* **Brief 1**
In the passage on Indian thought in Emerson and Thoreau, why did Indians hold a mountain or a plant in reverence? Explain in one to three sentences.
* **Brief 2**
In the passage on Indian thought in Emerson and Thoreau, which essay by Thoreau includes a reference to Damodara?
* **Brief 3**
Write the next part of the passage on Indian thought in Emerson and Thoreau, picking up after its last sentence.

* **Passage provided**
------------
Naturally Indians have been a race of people who intuitively knew about the inter-connectedness of every aspect of creation and therefore had reverence for them, be it a mountain or a plant. For this the ‘Hindoo’ was insensitively condemned as “heathens”, ‘pagans’ or ‘pantheists’; but he was taught to begin the day with a prayer, a sensitive apology to the divine spirit hidden in this ‘prithvi’ – our mother earth saying “pada sparsam kshmaswa me meaning mother earth forgive me for stamping on you.

Henry David Thoreau, the ardent follower and the disciple of Emerson includes a reference to Damodara in his essay ‘Where I lived and What I lived for,’ in which one finds a classic representation of the everyday life of any ascetic or monk commonly found in India. The simplicity and life attuned to nature is so common among our ascetics that either we ignore and take it for granted or do not make much sense of. Both Emerson and Thoreau have always been treated as canonical writers of American Literature and any teacher with the vague knowledge of Eastern thought would have recognized the reference to the Vendantic philosophy and Lord Krishna in their writings. Emerson makes no pretence in openly titling his other essay ‘Over Soul’ where he refers to Brahma as the Creator, as is addressed in the Indian philosophy.
------------
* **Listing**
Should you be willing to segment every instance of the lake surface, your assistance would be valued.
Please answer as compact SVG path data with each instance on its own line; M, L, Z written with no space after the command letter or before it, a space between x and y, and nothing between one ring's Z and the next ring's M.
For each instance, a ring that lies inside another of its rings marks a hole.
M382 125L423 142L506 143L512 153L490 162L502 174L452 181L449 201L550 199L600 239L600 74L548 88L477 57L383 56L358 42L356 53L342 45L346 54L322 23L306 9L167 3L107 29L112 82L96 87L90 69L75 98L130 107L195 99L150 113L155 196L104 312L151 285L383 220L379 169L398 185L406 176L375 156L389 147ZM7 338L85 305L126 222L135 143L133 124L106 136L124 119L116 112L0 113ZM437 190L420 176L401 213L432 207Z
------------
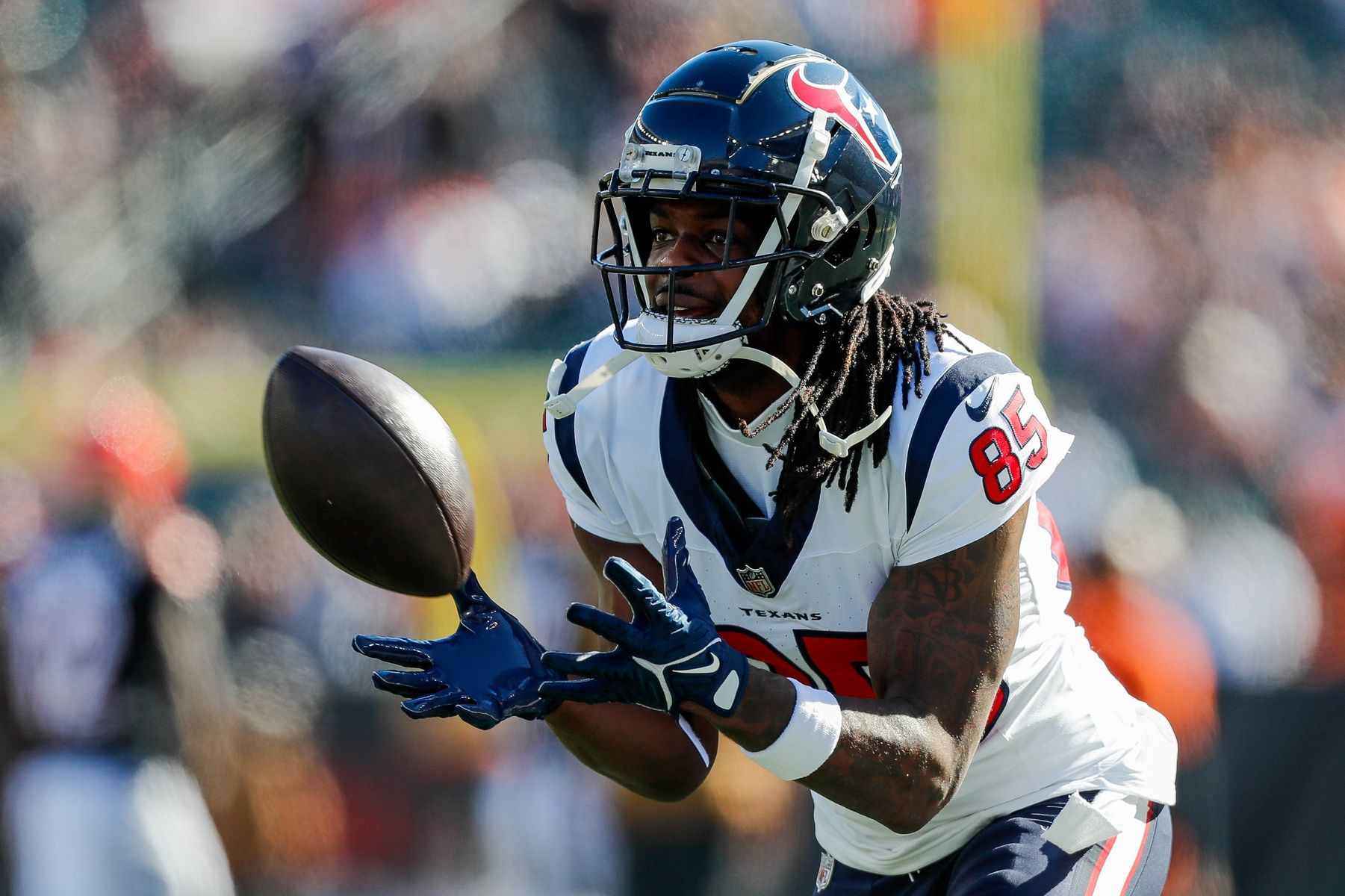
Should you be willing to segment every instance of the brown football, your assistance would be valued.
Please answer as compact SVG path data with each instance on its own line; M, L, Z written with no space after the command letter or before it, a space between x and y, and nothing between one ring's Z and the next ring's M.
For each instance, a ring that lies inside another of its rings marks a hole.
------------
* **Task result 1**
Indians intuitively knew about the inter-connectedness of every aspect of creation. Because of that knowledge, they had reverence for all of creation, whether a mountain or a plant.

* **Task result 2**
"Where I lived and What I lived for."

* **Task result 3**
For decades the English lecturers have been teaching T.S. Eliot’s Wasteland (without the bias or fear of teaching a Hindutva text), which ended with the quotation fromBrihadaranyaka Upanishad’ explaining the need for Da, data, dayadhvam and damyata the three principles man must follow if man has to escape this Wasteland of the Post war society – “Give. Sympathize. Control.” Taken from the first line of the ‘The Brihadaranyaka Upanishad,’ which is considered to be the most important of the thirteen Upanishads composing the Vedanta, the three main imperatives from which originates “The Three Principal Virtues” of Hinduism are articulated by the thunder. None criticized T.S. Eliot of following Hindutva or being a Hindu fanatic. Nor was it referred to as the Hindu text.

Neither the British scholar nor the Indian teacher of English could condemn him for the “saffronizing” of knowledge for today any reference to a Sanskrit verse would immediately trigger a remark that it is the expression of Hindutva by a Hindu fanatic.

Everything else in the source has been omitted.